Challenge 1 - In the bulge and roll passage, which parts of the club are given reference numbers? List each one with its number.
Challenge 2 -
Answer these questions on the bulge and roll passage:
(a) What method is used to obtain the values?
(b) By how many degrees is the club head rotated to measure the roll?
(c) What circle radius corresponds to a roll curvature of 0.050 cm−1?
Challenge 3 - Reproduce the part of the bulge and roll passage that opens with the words containing "Curvature is defined" and closes with "radius of 20 cm.".

Bulge and Roll—Terminology

The method used to obtain the values in the present disclosure is the optical comparator method. Referring back to FIG. 1, the club face 6 includes a series of score lines 11 which traverse the width of the club face generally along the X-axis X of the club head 4. In the optical comparator method, the club head 4 is mounted face down and generally horizontal on a V-block mounted on an optical comparator. The club head 4 is oriented such that the score lines 11 are generally parallel with the X-axis of the optical comparator. More precise orientation steps may also be used. Measurements are then taken at the geometric center point 5 a on the club face. Further measurements are then taken 20 millimeters away from the geometric center point 5 a of the club face 6 on either side of the geometric center point 5 a and along the X-axis X of the club head, and 30 millimeters away from the geometric center point of the club face on either side of the center point and along the X-axis X of the club head. An arc is fit through these five measure points, for example by using the radius function on the machine. This arc corresponds to the circumference of a circle with a given radius. This measurement of radius is what is meant by the bulge radius.

To measure the roll, the club head 4 is rotated by 90 degrees such that the Z-axis Z of the club head is generally parallel to the X-axis of the machine. Measurements are taken at the geometric center point 5 a of the club face. Further measurements are then taken 15 millimeters away from the geometric center point 5 a and along the Z-axis Z of the club face 6 on either side of the center point 5 a, and 20 millimeters away from the geometric center point and along the Z-axis of the club face on either side of the center point. An arc is fit through these five measurement points. This arc corresponds to the circumference of a circle with a given radius. This measurement of radius is what is meant by the roll radius.

Curvature is defined as 1/R wherein R is the radius of the circle which corresponds to the measurement arc of the bulge or the roll. As an example, a bulge with a curvature of 0.020 cm−1 corresponds to a bulge measured by a bulge measurement arc which is part of a circle with a radius of 50 cm. A roll with a curvature of 0.050 cm−1 corresponds to a roll measured by a roll measurement arc which is part of a circle with a radius of 20 cm.

Moments of Inertia (MOI)

[Point labeling samples]
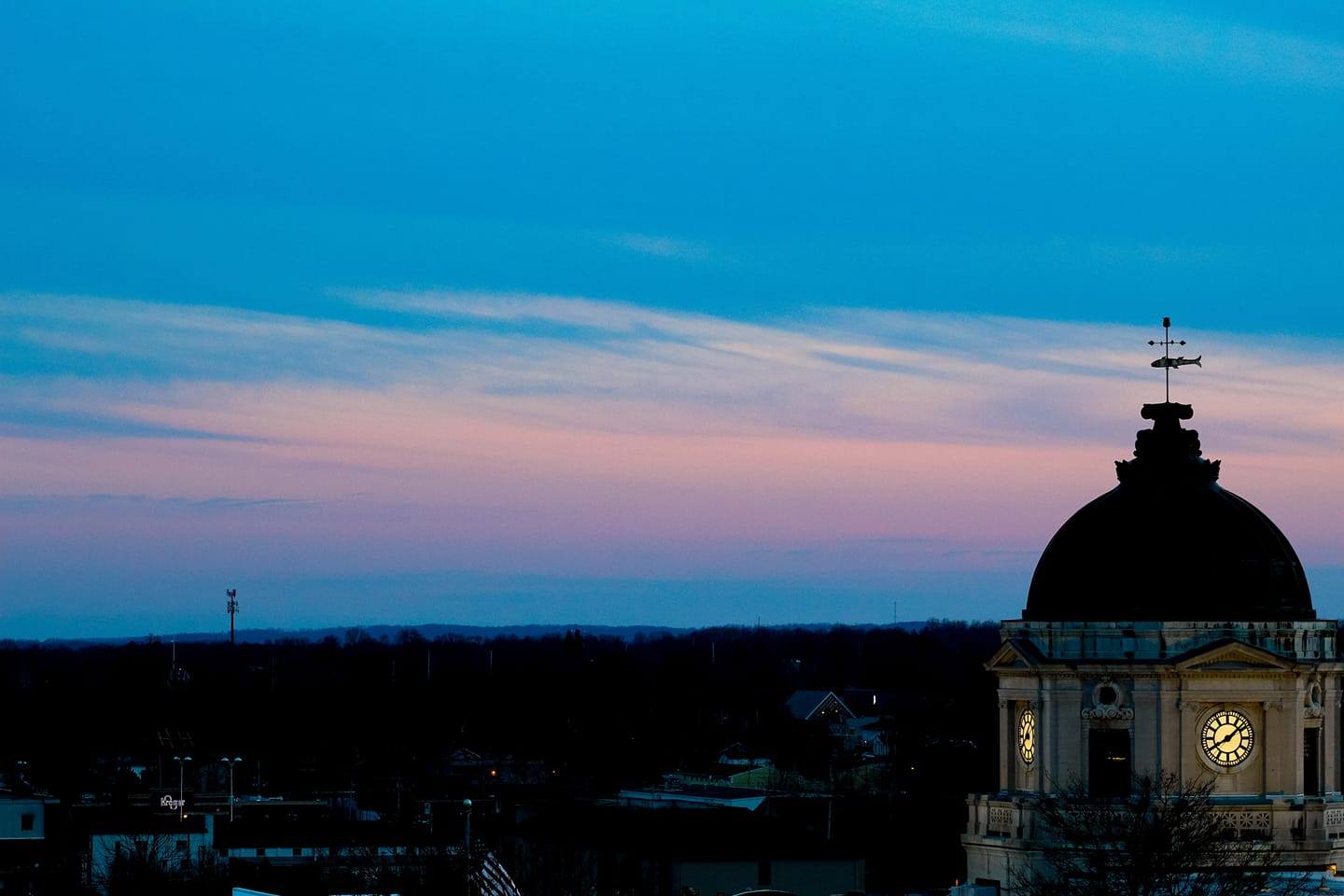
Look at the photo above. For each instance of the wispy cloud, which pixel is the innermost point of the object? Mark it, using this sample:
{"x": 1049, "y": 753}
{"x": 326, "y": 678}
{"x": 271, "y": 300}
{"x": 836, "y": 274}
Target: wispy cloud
{"x": 566, "y": 436}
{"x": 663, "y": 246}
{"x": 1218, "y": 46}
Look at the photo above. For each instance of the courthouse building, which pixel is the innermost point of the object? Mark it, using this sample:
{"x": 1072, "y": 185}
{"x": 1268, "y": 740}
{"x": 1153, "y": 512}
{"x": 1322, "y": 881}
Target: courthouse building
{"x": 1169, "y": 629}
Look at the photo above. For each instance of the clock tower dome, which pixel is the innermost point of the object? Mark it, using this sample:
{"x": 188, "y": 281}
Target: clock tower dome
{"x": 1169, "y": 629}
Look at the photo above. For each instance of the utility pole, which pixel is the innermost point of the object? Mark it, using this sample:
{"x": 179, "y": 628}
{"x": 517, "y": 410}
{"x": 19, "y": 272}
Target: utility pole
{"x": 182, "y": 786}
{"x": 230, "y": 761}
{"x": 232, "y": 610}
{"x": 467, "y": 812}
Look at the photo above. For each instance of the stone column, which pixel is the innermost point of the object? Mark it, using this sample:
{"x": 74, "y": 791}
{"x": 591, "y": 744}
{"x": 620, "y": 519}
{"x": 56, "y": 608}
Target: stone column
{"x": 1005, "y": 763}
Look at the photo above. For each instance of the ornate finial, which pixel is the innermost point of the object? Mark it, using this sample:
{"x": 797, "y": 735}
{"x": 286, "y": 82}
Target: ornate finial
{"x": 1167, "y": 361}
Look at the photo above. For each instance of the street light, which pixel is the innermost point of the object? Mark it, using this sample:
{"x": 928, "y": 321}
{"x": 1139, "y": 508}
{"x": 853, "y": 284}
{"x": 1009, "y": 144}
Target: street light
{"x": 230, "y": 761}
{"x": 467, "y": 812}
{"x": 182, "y": 783}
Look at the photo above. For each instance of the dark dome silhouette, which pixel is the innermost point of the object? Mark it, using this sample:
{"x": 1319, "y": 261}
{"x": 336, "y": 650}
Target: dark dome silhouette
{"x": 1169, "y": 544}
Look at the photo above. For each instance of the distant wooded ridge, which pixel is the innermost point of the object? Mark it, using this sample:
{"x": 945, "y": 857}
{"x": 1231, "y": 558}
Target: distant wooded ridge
{"x": 445, "y": 630}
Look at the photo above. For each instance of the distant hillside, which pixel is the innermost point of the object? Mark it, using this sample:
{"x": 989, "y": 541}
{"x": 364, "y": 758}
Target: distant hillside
{"x": 436, "y": 630}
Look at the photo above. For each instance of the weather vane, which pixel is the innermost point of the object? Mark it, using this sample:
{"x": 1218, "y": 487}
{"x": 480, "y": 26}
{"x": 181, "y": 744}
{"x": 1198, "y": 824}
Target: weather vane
{"x": 1167, "y": 361}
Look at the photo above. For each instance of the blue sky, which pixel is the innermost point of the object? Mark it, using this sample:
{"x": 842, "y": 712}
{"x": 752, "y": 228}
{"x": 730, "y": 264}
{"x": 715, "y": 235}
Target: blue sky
{"x": 785, "y": 167}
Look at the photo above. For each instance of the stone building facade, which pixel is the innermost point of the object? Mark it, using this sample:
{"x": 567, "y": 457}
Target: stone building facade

Reply 1 -
- club head 4
- geometric center point 5 a
- club face 6
- score lines 11

Reply 2 -
(a) The optical comparator method.
(b) 90 degrees.
(c) 20 cm.

Reply 3 -
Curvature is defined as 1/R wherein R is the radius of the circle which corresponds to the measurement arc of the bulge or the roll. As an example, a bulge with a curvature of 0.020 cm−1 corresponds to a bulge measured by a bulge measurement arc which is part of a circle with a radius of 50 cm. A roll with a curvature of 0.050 cm−1 corresponds to a roll measured by a roll measurement arc which is part of a circle with a radius of 20 cm.